#### WHAT IS EXPECTED
Recast every nonblank line of the material below as a Markdown table with the columns Row and Line, numbering the rows in order and omitting blank lines.

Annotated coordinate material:

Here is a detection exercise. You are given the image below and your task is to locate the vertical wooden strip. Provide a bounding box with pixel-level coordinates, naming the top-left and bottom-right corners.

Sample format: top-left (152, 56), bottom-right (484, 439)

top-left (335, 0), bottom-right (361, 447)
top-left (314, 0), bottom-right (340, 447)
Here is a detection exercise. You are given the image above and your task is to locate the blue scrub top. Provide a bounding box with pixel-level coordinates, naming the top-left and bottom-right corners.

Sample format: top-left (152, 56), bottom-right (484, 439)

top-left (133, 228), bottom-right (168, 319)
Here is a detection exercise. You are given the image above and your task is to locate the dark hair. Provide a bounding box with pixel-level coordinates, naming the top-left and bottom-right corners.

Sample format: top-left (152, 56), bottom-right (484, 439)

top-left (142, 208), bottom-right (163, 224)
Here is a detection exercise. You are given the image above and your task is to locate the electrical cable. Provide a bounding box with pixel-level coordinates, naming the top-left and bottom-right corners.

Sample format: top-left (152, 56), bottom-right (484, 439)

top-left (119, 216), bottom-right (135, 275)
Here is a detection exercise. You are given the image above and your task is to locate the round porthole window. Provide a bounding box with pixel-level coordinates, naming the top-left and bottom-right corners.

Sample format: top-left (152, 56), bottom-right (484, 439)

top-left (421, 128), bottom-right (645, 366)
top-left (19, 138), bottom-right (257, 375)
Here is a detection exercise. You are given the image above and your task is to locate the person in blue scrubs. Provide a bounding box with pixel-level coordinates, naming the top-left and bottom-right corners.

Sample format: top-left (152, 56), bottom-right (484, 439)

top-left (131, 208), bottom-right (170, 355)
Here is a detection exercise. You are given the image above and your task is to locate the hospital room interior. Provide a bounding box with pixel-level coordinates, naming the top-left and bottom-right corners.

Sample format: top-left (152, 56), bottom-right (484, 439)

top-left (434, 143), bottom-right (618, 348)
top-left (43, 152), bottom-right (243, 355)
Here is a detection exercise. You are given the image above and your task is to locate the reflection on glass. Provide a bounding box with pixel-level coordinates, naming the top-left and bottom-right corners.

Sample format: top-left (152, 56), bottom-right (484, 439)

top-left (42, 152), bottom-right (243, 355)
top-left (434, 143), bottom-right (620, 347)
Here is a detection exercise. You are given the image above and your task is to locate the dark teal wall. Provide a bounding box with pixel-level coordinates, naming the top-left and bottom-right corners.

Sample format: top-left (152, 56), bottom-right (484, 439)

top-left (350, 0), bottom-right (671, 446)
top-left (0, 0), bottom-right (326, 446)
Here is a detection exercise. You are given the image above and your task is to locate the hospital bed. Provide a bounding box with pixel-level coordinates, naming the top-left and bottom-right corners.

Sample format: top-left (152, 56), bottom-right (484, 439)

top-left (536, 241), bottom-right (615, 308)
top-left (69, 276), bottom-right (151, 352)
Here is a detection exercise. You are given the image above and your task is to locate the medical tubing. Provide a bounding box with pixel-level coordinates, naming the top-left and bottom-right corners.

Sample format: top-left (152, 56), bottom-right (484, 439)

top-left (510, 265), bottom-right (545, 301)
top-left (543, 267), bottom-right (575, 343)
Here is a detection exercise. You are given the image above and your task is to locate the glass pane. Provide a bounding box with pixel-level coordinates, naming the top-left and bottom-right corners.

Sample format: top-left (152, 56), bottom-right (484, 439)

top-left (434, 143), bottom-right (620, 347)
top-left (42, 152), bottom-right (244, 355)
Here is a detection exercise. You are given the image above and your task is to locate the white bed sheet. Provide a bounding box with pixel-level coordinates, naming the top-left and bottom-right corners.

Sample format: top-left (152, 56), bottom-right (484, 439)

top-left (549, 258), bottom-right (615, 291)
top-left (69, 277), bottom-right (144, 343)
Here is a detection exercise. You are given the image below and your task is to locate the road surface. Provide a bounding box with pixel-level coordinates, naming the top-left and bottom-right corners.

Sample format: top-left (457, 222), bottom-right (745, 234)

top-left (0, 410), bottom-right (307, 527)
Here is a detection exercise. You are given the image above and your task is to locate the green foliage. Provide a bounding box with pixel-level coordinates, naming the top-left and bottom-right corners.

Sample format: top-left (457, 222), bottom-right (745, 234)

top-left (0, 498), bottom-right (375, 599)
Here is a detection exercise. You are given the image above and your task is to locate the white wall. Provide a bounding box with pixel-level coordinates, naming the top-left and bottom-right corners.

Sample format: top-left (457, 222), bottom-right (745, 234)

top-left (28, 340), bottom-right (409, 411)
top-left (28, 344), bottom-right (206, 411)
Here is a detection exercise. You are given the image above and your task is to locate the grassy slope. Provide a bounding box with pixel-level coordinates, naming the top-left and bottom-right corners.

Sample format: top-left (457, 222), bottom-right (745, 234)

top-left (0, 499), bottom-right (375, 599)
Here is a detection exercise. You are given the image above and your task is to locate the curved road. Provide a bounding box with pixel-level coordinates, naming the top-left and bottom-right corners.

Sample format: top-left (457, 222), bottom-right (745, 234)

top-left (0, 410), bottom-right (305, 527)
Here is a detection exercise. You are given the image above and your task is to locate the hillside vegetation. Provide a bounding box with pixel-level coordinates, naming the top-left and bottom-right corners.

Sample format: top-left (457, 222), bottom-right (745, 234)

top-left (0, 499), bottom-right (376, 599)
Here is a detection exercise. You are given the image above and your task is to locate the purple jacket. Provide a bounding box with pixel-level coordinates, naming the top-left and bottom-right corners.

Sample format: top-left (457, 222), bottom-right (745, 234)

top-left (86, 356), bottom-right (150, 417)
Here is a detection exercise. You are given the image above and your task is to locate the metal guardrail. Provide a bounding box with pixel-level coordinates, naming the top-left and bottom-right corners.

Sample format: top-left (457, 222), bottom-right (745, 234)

#### THE SOLUTION
| Row | Line |
|---|---|
| 1 | Here is a detection exercise. You are given the image below and your task is to locate the vertical wooden strip. Provide a bounding box with pixel-level coordinates, naming the top-left and bottom-right corners. |
| 2 | Sample format: top-left (152, 56), bottom-right (484, 439) |
| 3 | top-left (335, 0), bottom-right (361, 447) |
| 4 | top-left (314, 0), bottom-right (340, 447) |
| 5 | Here is a detection exercise. You are given the image above and your task is to locate the blue scrub top. Provide a bounding box with pixel-level coordinates, naming the top-left and bottom-right corners. |
| 6 | Sample format: top-left (152, 56), bottom-right (484, 439) |
| 7 | top-left (133, 228), bottom-right (168, 319) |
| 8 | Here is a detection exercise. You are given the image above and your task is to locate the dark hair. Provide a bounding box with pixel-level coordinates, naming the top-left and bottom-right corners. |
| 9 | Sample format: top-left (152, 56), bottom-right (484, 439) |
| 10 | top-left (142, 208), bottom-right (163, 224) |
| 11 | Here is a detection exercise. You are given the image above and your task is to locate the electrical cable. Provide a bounding box with pixel-level coordinates, naming the top-left and bottom-right corners. |
| 12 | Sample format: top-left (152, 56), bottom-right (484, 439) |
| 13 | top-left (119, 216), bottom-right (135, 275) |
| 14 | Here is a detection exercise. You are given the image above and your task is to locate the round porthole window. Provide a bounding box with pixel-level coordinates, naming the top-left and bottom-right corners. |
| 15 | Sample format: top-left (152, 56), bottom-right (484, 439) |
| 16 | top-left (421, 128), bottom-right (645, 366) |
| 17 | top-left (19, 138), bottom-right (257, 375) |
| 18 | Here is a detection exercise. You are given the image above and your task is to locate the person in blue scrubs. Provide a bounding box with pixel-level coordinates, naming the top-left and bottom-right corners. |
| 19 | Sample format: top-left (152, 56), bottom-right (484, 439) |
| 20 | top-left (131, 208), bottom-right (170, 355) |
| 21 | Here is a detection exercise. You are given the image above and your task is to locate the hospital room interior. Provide a bounding box with pixel-level coordinates, naming the top-left and bottom-right corners. |
| 22 | Sample format: top-left (152, 56), bottom-right (484, 439) |
| 23 | top-left (434, 143), bottom-right (618, 348) |
| 24 | top-left (43, 152), bottom-right (243, 355) |
| 25 | Here is a detection exercise. You are given the image above and your task is to locate the reflection on glass. Provide a bounding box with pixel-level coordinates, naming the top-left and bottom-right corners. |
| 26 | Sample format: top-left (152, 56), bottom-right (484, 439) |
| 27 | top-left (42, 152), bottom-right (243, 355) |
| 28 | top-left (434, 143), bottom-right (620, 347) |
| 29 | Here is a detection exercise. You are given the image above and your task is to locate the dark teal wall. Provide a bounding box with pixel-level coordinates, naming the top-left and bottom-right corners. |
| 30 | Sample format: top-left (152, 56), bottom-right (484, 439) |
| 31 | top-left (350, 0), bottom-right (671, 446) |
| 32 | top-left (0, 0), bottom-right (326, 446) |
| 33 | Here is a detection exercise. You are given the image above and your task is to locate the hospital bed. Provide a bounding box with pixel-level coordinates, naming the top-left and bottom-right corners. |
| 34 | Sample format: top-left (152, 56), bottom-right (484, 439) |
| 35 | top-left (536, 241), bottom-right (615, 308) |
| 36 | top-left (69, 276), bottom-right (151, 352) |
| 37 | Here is a detection exercise. You are given the image above and your task is to locate the medical tubing. Provide a bounding box with pixel-level coordinates, naming the top-left and bottom-right corners. |
| 38 | Sample format: top-left (152, 56), bottom-right (484, 439) |
| 39 | top-left (510, 265), bottom-right (545, 301) |
| 40 | top-left (543, 267), bottom-right (575, 343) |
| 41 | Here is a detection exercise. You are given the image above and your task is to locate the glass pane. Provide a bounding box with pixel-level coordinates, naming the top-left and bottom-right corners. |
| 42 | Sample format: top-left (152, 56), bottom-right (484, 439) |
| 43 | top-left (434, 143), bottom-right (620, 347) |
| 44 | top-left (42, 152), bottom-right (244, 355) |
| 45 | Here is a detection exercise. You are given the image above and your task is to locate the white bed sheet. Provide a bounding box with pixel-level coordinates, naming the top-left and bottom-right corners. |
| 46 | Sample format: top-left (152, 56), bottom-right (484, 439) |
| 47 | top-left (549, 258), bottom-right (615, 291) |
| 48 | top-left (69, 277), bottom-right (144, 343) |
| 49 | Here is a detection exercise. You are given the image below and your task is to locate the road surface. Provide a bounding box with pixel-level coordinates, naming the top-left and bottom-right corners. |
| 50 | Sample format: top-left (457, 222), bottom-right (745, 234) |
| 51 | top-left (0, 410), bottom-right (307, 527) |
| 52 | Here is a detection exercise. You are given the image above and your task is to locate the green foliage. Provide a bounding box with pixel-level coordinates, naming the top-left and bottom-right corners. |
| 53 | Sample format: top-left (457, 222), bottom-right (745, 234) |
| 54 | top-left (0, 498), bottom-right (375, 599) |
| 55 | Here is a detection exercise. You are given the image above and your task is to locate the white wall. Provide a bounding box with pixel-level coordinates, naming the top-left and bottom-right corners. |
| 56 | Sample format: top-left (457, 222), bottom-right (745, 234) |
| 57 | top-left (28, 340), bottom-right (409, 411) |
| 58 | top-left (28, 344), bottom-right (206, 411) |
| 59 | Here is a detection exercise. You are given the image above and your task is to locate the grassy slope. Provide a bounding box with pixel-level coordinates, naming the top-left and bottom-right corners. |
| 60 | Sample format: top-left (457, 222), bottom-right (745, 234) |
| 61 | top-left (0, 499), bottom-right (375, 599) |
| 62 | Here is a detection exercise. You are given the image above and your task is to locate the curved road. Provide a bounding box with pixel-level coordinates, naming the top-left and bottom-right corners. |
| 63 | Sample format: top-left (457, 222), bottom-right (745, 234) |
| 64 | top-left (0, 410), bottom-right (305, 527) |
| 65 | Here is a detection exercise. You are given the image above and your task is to locate the hillside vegetation. Provide a bounding box with pixel-level coordinates, naming the top-left and bottom-right corners. |
| 66 | Sample format: top-left (457, 222), bottom-right (745, 234) |
| 67 | top-left (0, 499), bottom-right (376, 599) |
| 68 | Here is a detection exercise. You are given the image above and your task is to locate the purple jacket. Provide a bounding box with pixel-level coordinates, naming the top-left and bottom-right corners. |
| 69 | Sample format: top-left (457, 222), bottom-right (745, 234) |
| 70 | top-left (86, 356), bottom-right (150, 417) |
| 71 | Here is a detection exercise. You are given the image above and your task is to locate the metal guardrail. Provide a bounding box with pixel-level coordinates, naming the top-left and bottom-right corners. |
| 72 | Sample format: top-left (457, 222), bottom-right (745, 234) |